Given instruction -> Convert every line of the records below into a JSON list of strings, one string per line, skipping blank lines.

· · ·

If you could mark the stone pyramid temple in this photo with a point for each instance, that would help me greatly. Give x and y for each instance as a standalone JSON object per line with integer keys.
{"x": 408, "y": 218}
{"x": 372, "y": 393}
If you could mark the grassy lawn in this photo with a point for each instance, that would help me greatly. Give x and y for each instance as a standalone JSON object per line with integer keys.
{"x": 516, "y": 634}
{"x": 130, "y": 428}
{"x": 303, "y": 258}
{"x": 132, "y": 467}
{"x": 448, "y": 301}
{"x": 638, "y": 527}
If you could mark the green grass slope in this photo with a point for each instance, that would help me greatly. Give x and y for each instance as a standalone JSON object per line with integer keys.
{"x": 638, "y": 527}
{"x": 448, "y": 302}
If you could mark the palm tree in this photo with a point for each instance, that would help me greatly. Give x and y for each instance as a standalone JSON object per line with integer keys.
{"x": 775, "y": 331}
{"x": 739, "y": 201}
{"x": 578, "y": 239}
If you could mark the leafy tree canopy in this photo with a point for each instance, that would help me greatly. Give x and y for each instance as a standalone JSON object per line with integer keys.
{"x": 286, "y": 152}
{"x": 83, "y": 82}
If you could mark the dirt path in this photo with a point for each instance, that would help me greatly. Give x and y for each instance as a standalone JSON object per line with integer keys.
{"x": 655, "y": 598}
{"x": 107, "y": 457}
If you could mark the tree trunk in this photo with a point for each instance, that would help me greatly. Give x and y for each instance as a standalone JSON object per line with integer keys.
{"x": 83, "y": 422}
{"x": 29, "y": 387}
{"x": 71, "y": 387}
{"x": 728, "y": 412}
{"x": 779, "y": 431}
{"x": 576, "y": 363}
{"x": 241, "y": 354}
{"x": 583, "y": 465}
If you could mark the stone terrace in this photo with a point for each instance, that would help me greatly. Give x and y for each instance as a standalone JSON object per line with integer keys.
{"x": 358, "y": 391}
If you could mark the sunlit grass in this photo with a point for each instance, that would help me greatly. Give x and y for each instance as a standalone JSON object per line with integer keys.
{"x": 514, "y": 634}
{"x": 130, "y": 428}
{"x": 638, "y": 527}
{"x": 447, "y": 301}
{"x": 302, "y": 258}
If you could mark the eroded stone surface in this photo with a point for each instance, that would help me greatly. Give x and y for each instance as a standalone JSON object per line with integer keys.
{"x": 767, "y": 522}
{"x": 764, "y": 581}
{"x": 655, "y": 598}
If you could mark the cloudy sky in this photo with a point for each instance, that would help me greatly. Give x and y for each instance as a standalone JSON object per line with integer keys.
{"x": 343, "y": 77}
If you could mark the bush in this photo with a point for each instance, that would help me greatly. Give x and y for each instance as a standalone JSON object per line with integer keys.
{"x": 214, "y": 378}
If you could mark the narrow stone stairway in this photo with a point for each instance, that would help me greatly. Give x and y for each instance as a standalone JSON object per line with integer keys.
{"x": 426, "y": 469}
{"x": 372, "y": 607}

· · ·

Task response ->
[
  "If you could mark the stone pyramid temple in this photo with a point for each instance, that would help me greatly. Give x and y for each instance as a standalone JSON object per line with integer keys.",
  "{\"x\": 408, \"y\": 218}",
  "{\"x\": 372, \"y\": 393}",
  "If you could mark the grassy lawn in this photo with a point for each instance, that would help me greatly. Give x and y for each instance as a standalone JSON object per line with integer keys.",
  "{\"x\": 516, \"y\": 634}",
  "{\"x\": 130, \"y\": 428}",
  "{\"x\": 303, \"y\": 258}",
  "{\"x\": 132, \"y\": 467}",
  "{\"x\": 448, \"y\": 301}",
  "{\"x\": 638, \"y\": 527}",
  "If you could mark the green grass slope in this photo with a point for each instance, that would help me greatly. Give x and y for each instance as a standalone JSON object per line with integer keys.",
  "{\"x\": 638, \"y\": 527}",
  "{\"x\": 448, \"y\": 302}",
  "If you could mark the palm tree in this photo with a point for each instance, that would help me greatly. Give x and y for each instance as a standalone JSON object per line with integer keys.",
  "{\"x\": 775, \"y\": 331}",
  "{\"x\": 739, \"y\": 201}",
  "{\"x\": 578, \"y\": 239}",
  "If you could mark the leafy tree canopy in this photo with a point for each instance, that would help me greatly. Give x and y for each instance as a standalone JSON object per line with integer keys.",
  "{\"x\": 286, \"y\": 152}",
  "{\"x\": 83, \"y\": 82}",
  "If you could mark the dirt path in this photo with a point for each instance, that would help me greatly. Give x and y for each instance as a standalone JSON object per line with integer keys.",
  "{\"x\": 655, \"y\": 598}",
  "{\"x\": 107, \"y\": 457}",
  "If you could mark the tree trunk in this photo with a point for each instance, that would help me greatly. Give x and y for each instance as a standalone JSON object per line with integer keys.",
  "{\"x\": 83, \"y\": 422}",
  "{\"x\": 29, \"y\": 387}",
  "{\"x\": 71, \"y\": 387}",
  "{\"x\": 728, \"y\": 412}",
  "{\"x\": 779, \"y\": 431}",
  "{\"x\": 576, \"y\": 363}",
  "{\"x\": 241, \"y\": 354}",
  "{\"x\": 583, \"y\": 465}",
  "If you could mark the stone terrace in this photo with a point for each instance, that would help me greatly. Give x and y for each instance as a standalone JSON object per line with integer keys.",
  "{\"x\": 358, \"y\": 391}",
  "If you could mark the sunlit grass in this photo with a point for each instance, that would help me greatly. Give x and y for each instance as a standalone JSON object per line with integer keys.",
  "{\"x\": 514, \"y\": 634}",
  "{\"x\": 130, \"y\": 428}",
  "{\"x\": 638, \"y\": 527}",
  "{\"x\": 447, \"y\": 301}",
  "{\"x\": 302, \"y\": 258}",
  "If you could mark the eroded stone surface in this photo with a point for each instance, that would help me greatly. Give x and y for each instance as a standalone JSON object per line with integer keys.",
  "{\"x\": 767, \"y\": 522}",
  "{\"x\": 764, \"y\": 581}",
  "{\"x\": 655, \"y\": 598}",
  "If you could mark the cloudy sky in this photo with a point for each instance, that would help me greatly. Give x and y for each instance as a standalone JSON object per line with integer keys.",
  "{\"x\": 343, \"y\": 77}",
  "If you could mark the bush in this photo with a point for each instance, that would help me greatly. Give x and y for each instance as a standalone JSON object per line with integer keys.",
  "{\"x\": 214, \"y\": 378}",
  "If you could mark the narrow stone stairway in this photo with a point for each instance, that would help me greatly. Give x and y for each instance as a standalone JSON object per line with integer keys.",
  "{\"x\": 426, \"y\": 469}",
  "{\"x\": 372, \"y\": 607}"
]